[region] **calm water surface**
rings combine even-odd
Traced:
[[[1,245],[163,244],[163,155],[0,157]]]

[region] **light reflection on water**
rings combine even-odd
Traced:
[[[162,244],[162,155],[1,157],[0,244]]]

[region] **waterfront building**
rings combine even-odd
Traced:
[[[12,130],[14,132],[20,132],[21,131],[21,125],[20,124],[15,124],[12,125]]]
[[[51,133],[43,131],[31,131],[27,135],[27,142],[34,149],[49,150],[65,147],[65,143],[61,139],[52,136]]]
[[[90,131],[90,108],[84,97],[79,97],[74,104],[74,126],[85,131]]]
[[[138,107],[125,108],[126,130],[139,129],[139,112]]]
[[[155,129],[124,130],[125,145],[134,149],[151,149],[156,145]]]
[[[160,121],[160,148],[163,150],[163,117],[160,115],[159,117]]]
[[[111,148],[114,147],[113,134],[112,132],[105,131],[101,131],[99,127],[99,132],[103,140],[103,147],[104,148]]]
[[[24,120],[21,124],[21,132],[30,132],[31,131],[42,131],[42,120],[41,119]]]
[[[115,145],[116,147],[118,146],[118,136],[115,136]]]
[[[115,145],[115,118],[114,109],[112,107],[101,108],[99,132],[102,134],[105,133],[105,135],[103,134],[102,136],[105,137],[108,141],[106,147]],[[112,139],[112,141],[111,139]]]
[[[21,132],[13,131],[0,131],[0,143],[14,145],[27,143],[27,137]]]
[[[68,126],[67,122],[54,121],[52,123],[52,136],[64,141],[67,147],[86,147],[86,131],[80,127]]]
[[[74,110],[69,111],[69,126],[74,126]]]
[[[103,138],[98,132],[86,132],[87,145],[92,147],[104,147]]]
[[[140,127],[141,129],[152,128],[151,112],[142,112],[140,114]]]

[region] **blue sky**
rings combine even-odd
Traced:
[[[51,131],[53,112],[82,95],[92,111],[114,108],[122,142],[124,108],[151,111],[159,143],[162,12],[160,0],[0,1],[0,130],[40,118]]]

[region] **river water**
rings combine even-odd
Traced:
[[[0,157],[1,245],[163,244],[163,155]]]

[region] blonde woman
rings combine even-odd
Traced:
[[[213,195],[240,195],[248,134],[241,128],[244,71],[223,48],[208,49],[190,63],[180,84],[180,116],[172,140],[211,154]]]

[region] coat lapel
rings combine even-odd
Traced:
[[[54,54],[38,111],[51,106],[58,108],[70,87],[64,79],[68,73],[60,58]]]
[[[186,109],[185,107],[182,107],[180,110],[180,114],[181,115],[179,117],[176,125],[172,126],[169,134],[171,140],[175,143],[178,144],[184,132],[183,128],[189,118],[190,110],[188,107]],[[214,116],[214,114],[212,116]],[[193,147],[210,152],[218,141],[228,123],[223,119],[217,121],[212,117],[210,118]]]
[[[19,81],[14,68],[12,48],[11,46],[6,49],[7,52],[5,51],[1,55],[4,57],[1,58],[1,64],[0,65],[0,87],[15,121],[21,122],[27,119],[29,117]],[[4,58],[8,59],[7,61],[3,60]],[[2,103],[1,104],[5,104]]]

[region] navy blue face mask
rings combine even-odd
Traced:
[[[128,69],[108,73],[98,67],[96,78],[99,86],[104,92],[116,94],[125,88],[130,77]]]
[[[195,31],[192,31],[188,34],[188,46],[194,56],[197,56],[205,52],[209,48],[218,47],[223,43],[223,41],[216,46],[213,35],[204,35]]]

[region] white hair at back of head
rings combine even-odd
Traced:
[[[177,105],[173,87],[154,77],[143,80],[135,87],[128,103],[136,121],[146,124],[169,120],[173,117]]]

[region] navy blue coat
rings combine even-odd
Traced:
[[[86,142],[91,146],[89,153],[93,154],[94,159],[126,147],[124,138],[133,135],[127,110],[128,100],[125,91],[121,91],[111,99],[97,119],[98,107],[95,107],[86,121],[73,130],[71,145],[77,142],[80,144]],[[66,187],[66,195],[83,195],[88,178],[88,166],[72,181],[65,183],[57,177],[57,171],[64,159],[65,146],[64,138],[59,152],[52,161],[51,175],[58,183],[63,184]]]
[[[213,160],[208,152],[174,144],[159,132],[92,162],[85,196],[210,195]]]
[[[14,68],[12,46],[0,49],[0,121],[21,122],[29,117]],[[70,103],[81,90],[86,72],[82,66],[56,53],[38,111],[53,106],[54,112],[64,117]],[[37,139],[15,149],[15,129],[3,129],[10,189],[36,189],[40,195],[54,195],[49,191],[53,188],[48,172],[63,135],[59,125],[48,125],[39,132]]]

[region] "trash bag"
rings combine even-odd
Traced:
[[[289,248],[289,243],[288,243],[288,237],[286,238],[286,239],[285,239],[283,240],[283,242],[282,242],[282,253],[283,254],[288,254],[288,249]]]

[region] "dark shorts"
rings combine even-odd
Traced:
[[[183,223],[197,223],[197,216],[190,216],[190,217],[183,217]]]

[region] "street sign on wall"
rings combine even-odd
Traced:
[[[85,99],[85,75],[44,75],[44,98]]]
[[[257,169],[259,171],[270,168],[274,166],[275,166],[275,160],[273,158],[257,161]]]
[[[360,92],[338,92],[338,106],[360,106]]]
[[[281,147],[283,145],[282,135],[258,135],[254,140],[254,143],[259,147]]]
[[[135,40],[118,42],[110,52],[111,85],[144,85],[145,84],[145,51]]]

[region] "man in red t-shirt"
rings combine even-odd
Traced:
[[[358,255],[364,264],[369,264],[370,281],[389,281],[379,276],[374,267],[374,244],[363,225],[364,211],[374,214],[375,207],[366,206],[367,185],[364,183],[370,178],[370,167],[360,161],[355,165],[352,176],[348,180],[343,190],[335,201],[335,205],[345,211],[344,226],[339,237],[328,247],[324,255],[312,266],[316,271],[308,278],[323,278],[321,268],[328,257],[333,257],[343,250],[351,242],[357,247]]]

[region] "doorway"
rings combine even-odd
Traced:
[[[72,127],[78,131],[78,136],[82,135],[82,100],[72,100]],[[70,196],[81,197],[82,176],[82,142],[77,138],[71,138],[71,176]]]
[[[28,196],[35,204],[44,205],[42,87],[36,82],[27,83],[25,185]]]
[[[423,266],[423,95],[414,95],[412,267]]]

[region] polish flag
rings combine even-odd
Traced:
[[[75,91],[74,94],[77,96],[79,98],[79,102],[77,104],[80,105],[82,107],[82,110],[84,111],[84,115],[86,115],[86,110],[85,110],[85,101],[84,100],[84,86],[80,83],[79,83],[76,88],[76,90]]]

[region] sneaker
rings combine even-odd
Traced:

TASK DIRECTIONS
Can you return all of the records above, reproducing every line without any changes?

RESPONSE TO THIS EXERCISE
[region] **calm water surface**
rings combine even-odd
Traced:
[[[1,245],[163,244],[163,155],[0,157]]]

[region] **light reflection on water**
rings combine even-odd
Traced:
[[[162,244],[162,155],[1,157],[0,244]]]

[region] **waterfront building**
rings combine even-odd
Traced:
[[[12,130],[14,132],[20,132],[21,131],[21,125],[20,124],[15,124],[12,125]]]
[[[51,133],[43,131],[31,131],[27,135],[27,142],[34,149],[49,150],[65,147],[65,143],[61,139],[52,136]]]
[[[90,131],[90,108],[84,97],[79,97],[74,104],[74,126],[85,131]]]
[[[138,107],[125,108],[126,130],[139,129],[139,112]]]
[[[155,129],[124,130],[125,145],[134,149],[151,149],[156,145]]]
[[[160,121],[160,148],[163,150],[163,117],[160,115],[159,117]]]
[[[111,148],[114,147],[113,134],[112,132],[105,131],[101,131],[99,127],[99,132],[103,140],[103,147],[104,148]]]
[[[24,120],[21,124],[21,132],[30,132],[31,131],[42,131],[42,120],[41,119]]]
[[[115,145],[116,147],[118,146],[118,136],[115,136]]]
[[[115,145],[115,118],[114,109],[112,107],[101,108],[99,132],[102,134],[105,133],[105,135],[103,134],[102,136],[105,137],[108,141],[106,147]],[[112,139],[112,141],[111,139]]]
[[[21,132],[13,131],[0,131],[0,143],[14,145],[27,143],[27,137]]]
[[[68,126],[67,122],[54,121],[52,123],[52,136],[64,141],[67,147],[86,147],[86,131],[80,127]]]
[[[74,110],[69,111],[69,126],[74,126]]]
[[[103,138],[98,132],[86,132],[87,145],[92,147],[104,147]]]
[[[140,127],[141,129],[152,128],[151,112],[142,112],[140,114]]]

[region] **blue sky**
rings combine even-odd
Traced:
[[[51,131],[53,112],[82,95],[92,111],[114,108],[122,142],[124,108],[151,111],[159,143],[162,12],[160,0],[0,1],[0,130],[40,118]]]

[region] **river water**
rings combine even-odd
Traced:
[[[0,157],[1,245],[163,244],[163,155]]]

[region] blonde woman
rings combine even-odd
Traced:
[[[213,195],[240,195],[248,134],[241,128],[244,71],[223,48],[208,49],[190,63],[180,84],[180,116],[172,140],[211,154]]]

[region] coat lapel
rings combine even-odd
Traced:
[[[54,54],[38,111],[51,106],[58,108],[70,87],[64,79],[68,73],[60,58]]]
[[[186,109],[185,107],[182,107],[180,110],[180,114],[181,115],[179,117],[176,125],[172,126],[169,134],[171,140],[175,143],[178,144],[184,132],[183,128],[189,118],[190,110],[188,107]],[[214,116],[214,114],[212,116]],[[193,147],[210,152],[218,141],[228,123],[223,119],[217,121],[212,117],[210,118]]]
[[[19,81],[14,68],[12,48],[11,46],[6,49],[7,52],[5,51],[1,55],[4,57],[1,58],[1,64],[0,65],[0,87],[15,121],[21,122],[27,119],[29,117]],[[4,58],[8,59],[7,61],[3,60]],[[2,103],[1,104],[5,104]]]

[region] navy blue face mask
rings combine even-odd
Traced:
[[[128,69],[108,73],[98,67],[96,78],[99,86],[104,92],[116,94],[125,88],[130,77]]]
[[[195,31],[192,31],[188,34],[188,46],[194,56],[197,56],[205,52],[209,48],[218,47],[223,43],[223,41],[216,46],[213,35],[204,35]]]

[region] white hair at back of head
rings combine even-odd
Traced:
[[[177,105],[173,87],[154,77],[143,80],[135,87],[128,103],[136,121],[146,124],[169,120],[173,117]]]

[region] navy blue coat
rings combine even-odd
Traced:
[[[86,142],[91,146],[89,153],[93,154],[94,159],[126,147],[124,138],[133,135],[127,110],[128,100],[125,91],[121,91],[111,99],[97,119],[98,107],[95,107],[86,121],[73,130],[71,145],[77,142],[80,144]],[[66,187],[66,195],[83,195],[88,178],[88,166],[72,181],[65,183],[57,177],[57,171],[64,159],[65,146],[64,138],[59,152],[52,161],[51,175],[58,183],[63,184]]]
[[[213,160],[208,152],[174,144],[159,132],[92,162],[85,196],[210,195]]]
[[[14,68],[12,46],[0,49],[0,121],[21,122],[29,117]],[[70,103],[81,90],[86,72],[82,66],[56,53],[38,111],[53,106],[54,112],[64,117]],[[37,139],[15,149],[15,129],[3,129],[10,189],[36,189],[40,195],[54,195],[49,191],[53,188],[48,172],[63,135],[59,125],[48,125],[39,132]]]

[region] "trash bag"
rings combine even-odd
Traced:
[[[289,248],[289,243],[288,243],[288,237],[286,238],[286,239],[285,239],[283,240],[283,242],[282,242],[282,253],[283,254],[288,254],[288,249]]]

[region] "dark shorts"
rings combine even-odd
Traced:
[[[183,223],[197,223],[197,216],[190,216],[190,217],[183,217]]]

[region] "street sign on wall"
rings combine even-odd
Traced:
[[[85,99],[85,75],[44,75],[44,98]]]
[[[257,169],[259,171],[270,168],[274,166],[275,166],[275,160],[273,158],[257,161]]]
[[[360,92],[338,92],[338,106],[360,106]]]
[[[281,147],[283,145],[282,135],[258,135],[254,140],[254,143],[259,147]]]
[[[135,40],[118,42],[110,52],[111,85],[144,85],[145,84],[145,51]]]

[region] "man in red t-shirt"
rings combine even-odd
Traced:
[[[358,255],[364,264],[369,264],[370,281],[389,281],[379,276],[374,267],[374,244],[363,225],[364,211],[374,214],[375,207],[366,206],[367,185],[364,183],[370,178],[370,167],[360,161],[355,165],[352,176],[348,180],[343,190],[335,201],[335,205],[345,211],[344,226],[339,237],[328,247],[324,255],[312,266],[316,271],[308,278],[323,278],[321,268],[328,257],[333,257],[343,250],[351,242],[357,247]]]

[region] "doorway"
rings combine even-odd
Traced:
[[[72,127],[78,131],[78,136],[82,135],[82,100],[72,100]],[[70,196],[81,197],[82,176],[82,142],[77,138],[71,138],[71,176]]]
[[[28,196],[35,204],[44,205],[42,87],[36,82],[27,83],[25,185]]]
[[[423,266],[423,95],[414,95],[412,267]]]

[region] polish flag
rings combine even-odd
Traced:
[[[75,91],[74,94],[77,96],[79,98],[79,102],[77,104],[80,105],[82,107],[82,110],[84,111],[84,115],[86,115],[86,110],[85,110],[85,101],[84,100],[84,86],[80,83],[79,83],[76,88],[76,90]]]

[region] sneaker
rings combine even-odd
Traced:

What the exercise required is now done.